Source excerpt
Abstract
Cognitive emotion regulation plays an important role in how people manage their emotions in
response to stressful life situations. The use of different cognitive emotion regulation
strategies has been linked to several positive and negative psychological effects, including
several forms of psychopathology. The Cognitive Emotion Regulation Questionnaire (CERQ;
Garnefski, Kraaij, & Spinhoven, 2001) was developed to measure the different cognitive
strategies used by people when faced with negative life events, and is the only measure of its
kind to date. Later, a shortened version of the original questionnaire was developed, the
CERQ-short (Garnefski & Kraaij, 2006), which comprise 18 of the original 36 items.
However, the questionnaire was developed in a Western context and, to date, has not been
validated for use within a multicultural, multilingual, non-Westernized population, like South
Africa. Therefore, the aim of this study is to validate the CERQ-short for use within this
context by assessing its psychometric properties using a group of urban South African adults.

Short problem 1
Please condense the paragraph of the emotion regulation abstract that begins "Cognitive emotion regulation plays an important role" into a short bulleted list that keeps its main facts.
Short problem 2
Extend the emotion regulation abstract beyond its final sentence, which states the study's aim.

Data section
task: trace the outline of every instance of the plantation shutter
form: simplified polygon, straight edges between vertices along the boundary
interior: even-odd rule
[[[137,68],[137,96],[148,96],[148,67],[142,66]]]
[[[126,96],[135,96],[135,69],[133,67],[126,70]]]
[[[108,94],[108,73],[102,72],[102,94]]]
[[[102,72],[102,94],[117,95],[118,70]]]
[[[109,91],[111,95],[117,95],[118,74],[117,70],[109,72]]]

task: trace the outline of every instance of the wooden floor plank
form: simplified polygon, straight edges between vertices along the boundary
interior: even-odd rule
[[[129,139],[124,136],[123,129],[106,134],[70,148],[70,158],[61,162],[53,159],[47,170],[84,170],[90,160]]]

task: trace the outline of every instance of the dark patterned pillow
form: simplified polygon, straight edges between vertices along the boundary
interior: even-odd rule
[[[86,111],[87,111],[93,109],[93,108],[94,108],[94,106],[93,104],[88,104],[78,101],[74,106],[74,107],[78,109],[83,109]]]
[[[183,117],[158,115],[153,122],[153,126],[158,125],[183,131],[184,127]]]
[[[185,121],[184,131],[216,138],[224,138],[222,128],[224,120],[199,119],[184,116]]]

Expected answer 1
- Cognitive emotion regulation shapes how people manage their emotions in stressful life situations.
- Different cognitive emotion regulation strategies have been linked to positive and negative psychological effects, including several forms of psychopathology.
- The Cognitive Emotion Regulation Questionnaire (CERQ; Garnefski, Kraaij, & Spinhoven, 2001) measures the cognitive strategies people use when faced with negative life events and is the only measure of its kind to date.
- A shortened version, the CERQ-short (Garnefski & Kraaij, 2006), uses 18 of the original 36 items.
- The questionnaire was developed in a Western context and has not yet been validated for a multicultural, multilingual, non-Westernized population such as South Africa.
- The study aims to validate the CERQ-short in this context by assessing its psychometric properties with a group of urban South African adults.

Expected answer 2
The CERQ-short consists of nine scales, namely Self-Blame, Other-Blame, Positive
Reappraisal, Rumination, Catastrophizing, Putting into Perspective, Positive Refocusing,
Acceptance, and Refocus on Planning. Participants (N=1447) were university students who
completed the CERQ-short. Results yielded suitable reliability for most scales, ranging from
.71 to .82, with Rumination, Refocus on Planning, and Putting into Perspective being...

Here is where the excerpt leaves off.